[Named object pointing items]
+ + + +

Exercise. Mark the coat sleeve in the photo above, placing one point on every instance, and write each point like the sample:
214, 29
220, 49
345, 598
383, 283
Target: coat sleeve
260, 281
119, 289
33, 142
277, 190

+ + + +

■ **WORK INSTRUCTIONS**: Copy every line of the items above verbatim, with no changes.

■ **EXERCISE OUTPUT**:
Exercise. Mark the coat sleeve in the photo above, placing one point on every instance, and write each point like the sample:
214, 29
220, 49
345, 598
383, 283
Target: coat sleeve
260, 281
119, 289
33, 142
277, 190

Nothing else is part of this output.